» **Problems**:
1. In the passage about social distancing, how much distance does the writer say must be kept from others?
2. Set down the passage about social distancing word for word, starting at "This is a strange" and ending at "your last roll.".
3. List the measures the passage about social distancing mentions that people are expected to follow.

» **Selection**:
>>
This is a strange time, unlike any other I have ever faced in my lifetime and actually many people have never faced since WW2.

It is a time when the vulnerable are simply facing greater vulnerability..

The simple things that many people (vulnerable or not) take for granted, like having your supermarket shop delivered to your door; even being able to buy toilet roll because your on your last roll.

For me, this time has been one of increased anxiety, and I would put much of that down to my disabilities.

My disabilities don’t place me in the group of ‘at risk’ thankfully, however many of the measures in place are much more difficult for me.

When at home, washing my hands and cleaning are easy for me. However when out and about, not so much.

In the last day or two WHO (World Health Organisation) have recommended social distancing. And this has been a major issue for me.

Made even more difficult because I have an incredibly sociable guide dog !!

Keeping a significant distance of two meters when you have no depth perception and a visual impairment that means if you put your arm out in-front of you, you can’t see your own hand; How do you actually know how close to someone you are standing?
<<
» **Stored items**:
>>
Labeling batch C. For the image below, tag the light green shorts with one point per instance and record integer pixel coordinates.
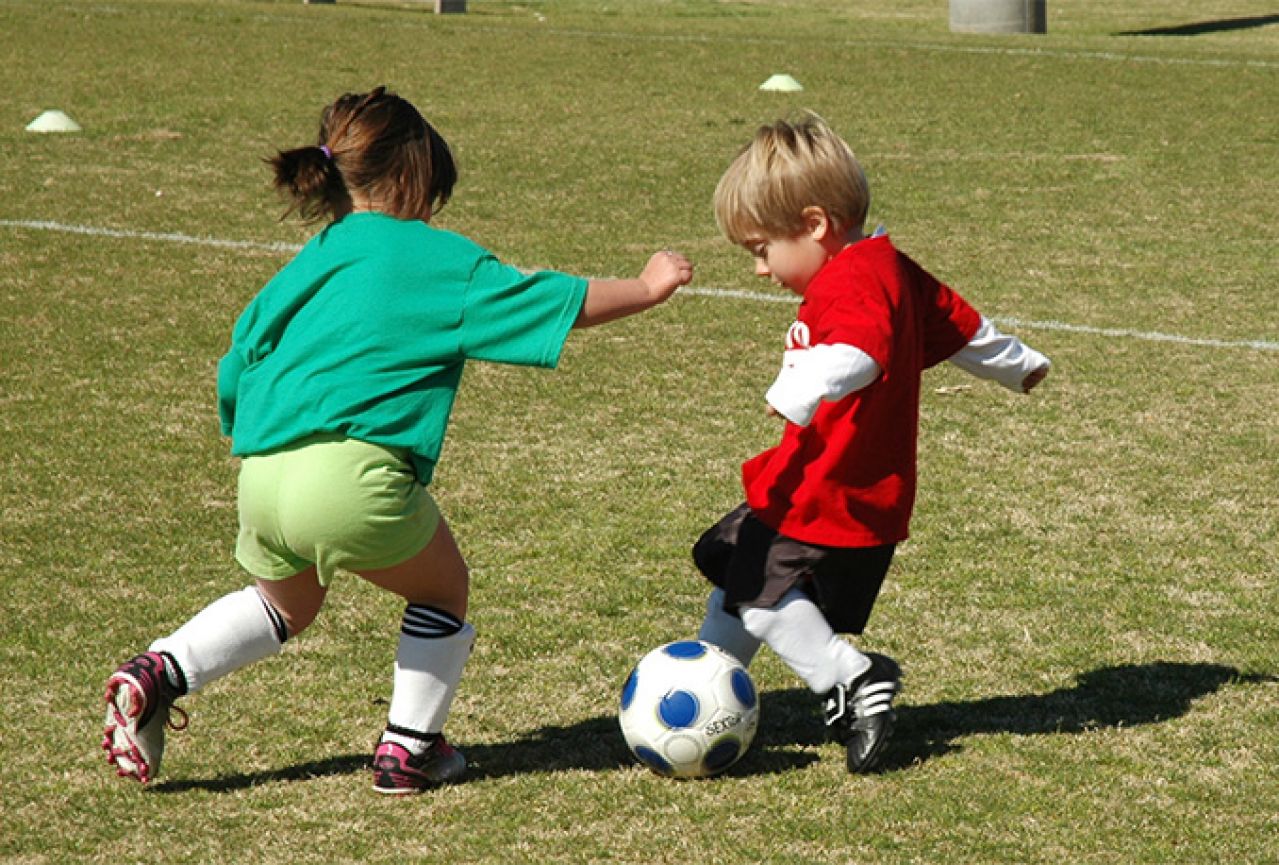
(331, 502)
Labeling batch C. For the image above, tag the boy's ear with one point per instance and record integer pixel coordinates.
(817, 223)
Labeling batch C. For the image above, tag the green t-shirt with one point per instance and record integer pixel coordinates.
(365, 334)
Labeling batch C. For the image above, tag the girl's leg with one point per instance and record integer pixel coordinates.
(233, 631)
(434, 646)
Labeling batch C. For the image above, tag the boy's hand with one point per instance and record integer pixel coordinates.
(665, 271)
(1034, 379)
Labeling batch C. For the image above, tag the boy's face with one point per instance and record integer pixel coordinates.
(789, 261)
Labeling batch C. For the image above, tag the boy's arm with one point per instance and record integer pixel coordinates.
(810, 375)
(1003, 358)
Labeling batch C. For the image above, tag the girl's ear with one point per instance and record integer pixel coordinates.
(817, 223)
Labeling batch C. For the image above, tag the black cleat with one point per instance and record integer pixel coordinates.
(860, 714)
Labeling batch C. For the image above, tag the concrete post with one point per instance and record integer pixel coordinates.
(999, 15)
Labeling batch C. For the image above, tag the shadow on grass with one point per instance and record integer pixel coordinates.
(591, 745)
(1113, 696)
(1201, 27)
(1129, 695)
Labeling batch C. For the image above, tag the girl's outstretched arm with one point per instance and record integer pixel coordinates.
(608, 300)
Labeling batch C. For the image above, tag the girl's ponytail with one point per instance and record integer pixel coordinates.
(310, 181)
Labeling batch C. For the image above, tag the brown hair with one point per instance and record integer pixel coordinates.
(377, 145)
(791, 165)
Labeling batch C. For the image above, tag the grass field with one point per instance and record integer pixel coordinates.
(1087, 611)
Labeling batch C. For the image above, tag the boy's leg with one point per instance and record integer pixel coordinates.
(802, 637)
(857, 689)
(727, 631)
(714, 554)
(232, 632)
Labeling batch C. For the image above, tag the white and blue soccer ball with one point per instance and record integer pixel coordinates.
(688, 709)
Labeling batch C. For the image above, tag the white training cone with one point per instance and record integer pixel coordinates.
(53, 122)
(782, 83)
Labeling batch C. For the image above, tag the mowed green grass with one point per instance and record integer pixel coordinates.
(1087, 608)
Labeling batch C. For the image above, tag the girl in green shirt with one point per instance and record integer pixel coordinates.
(337, 393)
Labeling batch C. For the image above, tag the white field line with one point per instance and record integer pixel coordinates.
(728, 293)
(888, 45)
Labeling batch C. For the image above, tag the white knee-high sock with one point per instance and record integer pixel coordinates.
(802, 637)
(727, 631)
(233, 631)
(434, 649)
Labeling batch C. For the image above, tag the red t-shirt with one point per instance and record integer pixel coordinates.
(848, 477)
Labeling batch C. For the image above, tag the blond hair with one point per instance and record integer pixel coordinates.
(791, 165)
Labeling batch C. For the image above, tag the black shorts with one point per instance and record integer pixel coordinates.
(756, 566)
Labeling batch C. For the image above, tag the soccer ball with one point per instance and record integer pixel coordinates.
(688, 709)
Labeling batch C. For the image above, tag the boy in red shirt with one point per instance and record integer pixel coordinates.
(802, 561)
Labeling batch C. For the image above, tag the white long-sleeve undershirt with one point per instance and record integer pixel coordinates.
(830, 371)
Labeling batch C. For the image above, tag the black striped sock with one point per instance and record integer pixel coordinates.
(429, 622)
(282, 630)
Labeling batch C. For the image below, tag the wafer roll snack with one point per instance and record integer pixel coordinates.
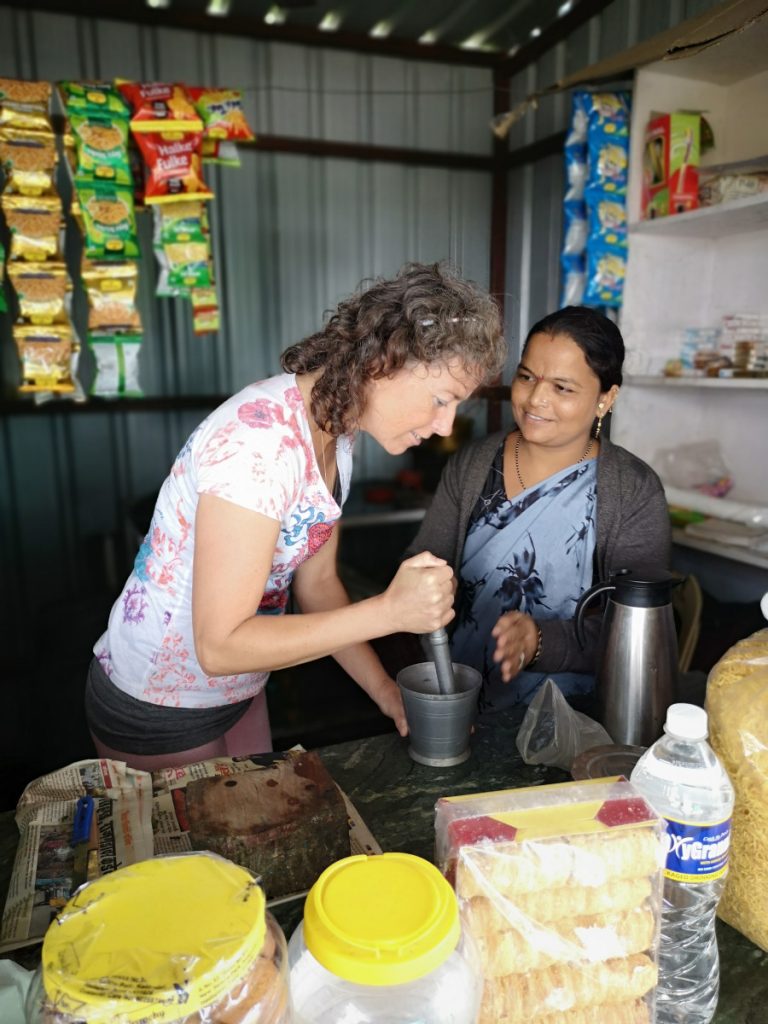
(560, 888)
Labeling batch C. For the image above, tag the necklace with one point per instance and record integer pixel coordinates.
(517, 457)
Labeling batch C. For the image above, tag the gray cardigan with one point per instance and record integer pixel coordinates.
(633, 528)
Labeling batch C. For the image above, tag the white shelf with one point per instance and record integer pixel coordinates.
(731, 384)
(737, 217)
(732, 551)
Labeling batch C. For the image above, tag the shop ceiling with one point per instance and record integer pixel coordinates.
(478, 32)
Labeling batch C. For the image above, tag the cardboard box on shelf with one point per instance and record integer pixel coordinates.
(671, 164)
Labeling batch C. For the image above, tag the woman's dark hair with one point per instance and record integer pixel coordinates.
(425, 314)
(598, 338)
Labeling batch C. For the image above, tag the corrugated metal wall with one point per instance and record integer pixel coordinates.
(292, 235)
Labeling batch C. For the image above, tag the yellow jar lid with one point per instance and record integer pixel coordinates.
(157, 940)
(381, 920)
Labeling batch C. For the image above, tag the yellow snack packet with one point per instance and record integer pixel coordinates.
(29, 160)
(35, 226)
(111, 287)
(46, 354)
(25, 104)
(42, 292)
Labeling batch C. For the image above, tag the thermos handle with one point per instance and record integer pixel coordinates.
(584, 600)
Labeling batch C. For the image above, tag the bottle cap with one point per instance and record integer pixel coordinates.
(382, 920)
(686, 722)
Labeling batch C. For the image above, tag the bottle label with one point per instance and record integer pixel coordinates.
(696, 852)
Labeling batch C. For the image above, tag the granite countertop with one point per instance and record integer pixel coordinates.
(395, 798)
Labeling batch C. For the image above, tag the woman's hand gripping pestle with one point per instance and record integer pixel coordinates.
(438, 640)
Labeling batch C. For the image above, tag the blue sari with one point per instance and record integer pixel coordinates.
(530, 553)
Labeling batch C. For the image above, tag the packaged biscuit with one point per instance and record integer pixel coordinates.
(25, 104)
(560, 886)
(35, 226)
(117, 365)
(154, 101)
(29, 161)
(174, 166)
(101, 146)
(43, 291)
(92, 97)
(221, 111)
(111, 287)
(47, 355)
(737, 707)
(109, 221)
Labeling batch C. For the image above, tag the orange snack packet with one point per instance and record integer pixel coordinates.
(174, 166)
(221, 111)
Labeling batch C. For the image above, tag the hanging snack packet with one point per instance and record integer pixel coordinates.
(180, 222)
(174, 168)
(101, 144)
(109, 221)
(35, 226)
(206, 315)
(221, 111)
(607, 217)
(117, 365)
(93, 97)
(29, 161)
(111, 287)
(154, 101)
(43, 291)
(46, 354)
(25, 104)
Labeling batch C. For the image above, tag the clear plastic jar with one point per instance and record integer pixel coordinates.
(174, 940)
(381, 941)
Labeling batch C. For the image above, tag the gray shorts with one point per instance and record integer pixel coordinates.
(124, 723)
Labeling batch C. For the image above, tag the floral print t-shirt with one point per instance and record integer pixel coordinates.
(255, 451)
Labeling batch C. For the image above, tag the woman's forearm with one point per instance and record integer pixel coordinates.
(265, 643)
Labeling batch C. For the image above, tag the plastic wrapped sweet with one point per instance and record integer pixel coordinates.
(737, 707)
(174, 940)
(559, 887)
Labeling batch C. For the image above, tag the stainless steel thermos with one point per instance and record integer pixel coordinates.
(636, 673)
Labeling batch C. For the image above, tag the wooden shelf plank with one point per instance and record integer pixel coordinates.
(732, 551)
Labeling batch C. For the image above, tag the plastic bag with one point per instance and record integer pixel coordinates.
(552, 733)
(737, 706)
(697, 466)
(559, 887)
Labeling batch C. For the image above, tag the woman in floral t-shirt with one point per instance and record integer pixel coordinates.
(248, 513)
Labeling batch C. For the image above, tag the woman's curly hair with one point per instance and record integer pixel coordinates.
(424, 314)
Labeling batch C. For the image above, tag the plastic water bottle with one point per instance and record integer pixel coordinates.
(685, 782)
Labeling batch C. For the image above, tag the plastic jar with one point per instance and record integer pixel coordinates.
(175, 940)
(381, 941)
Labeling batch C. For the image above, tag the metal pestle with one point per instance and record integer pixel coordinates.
(438, 641)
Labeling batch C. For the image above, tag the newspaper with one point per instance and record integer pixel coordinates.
(137, 815)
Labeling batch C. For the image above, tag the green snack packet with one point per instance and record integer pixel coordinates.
(117, 365)
(93, 97)
(101, 143)
(109, 221)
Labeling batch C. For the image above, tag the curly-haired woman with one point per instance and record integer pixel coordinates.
(249, 511)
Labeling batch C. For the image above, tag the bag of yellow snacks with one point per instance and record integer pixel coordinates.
(737, 706)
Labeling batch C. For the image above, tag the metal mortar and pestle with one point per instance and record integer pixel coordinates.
(440, 701)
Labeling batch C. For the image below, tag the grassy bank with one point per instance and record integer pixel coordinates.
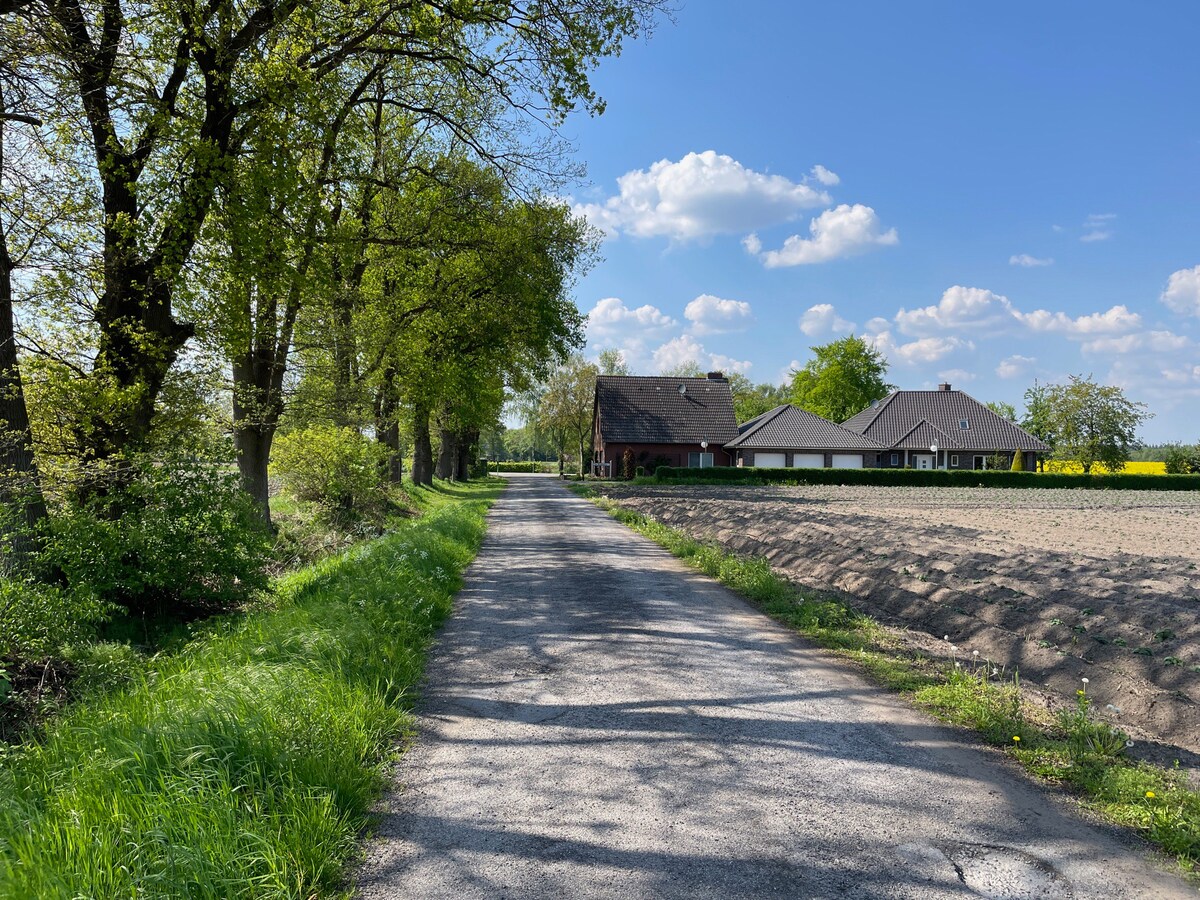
(1072, 749)
(244, 765)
<<
» **Final results**:
1. Two meters.

2.
This is a strange time, unlike any other I have ever faced in my lifetime and actually many people have never faced since WW2.

It is a time when the vulnerable are simply facing greater vulnerability..

The simple things that many people (vulnerable or not) take for granted, like having your supermarket shop delivered to your door; even being able to buy toilet roll because your on your last roll.

3. Washing hands, cleaning, social distancing.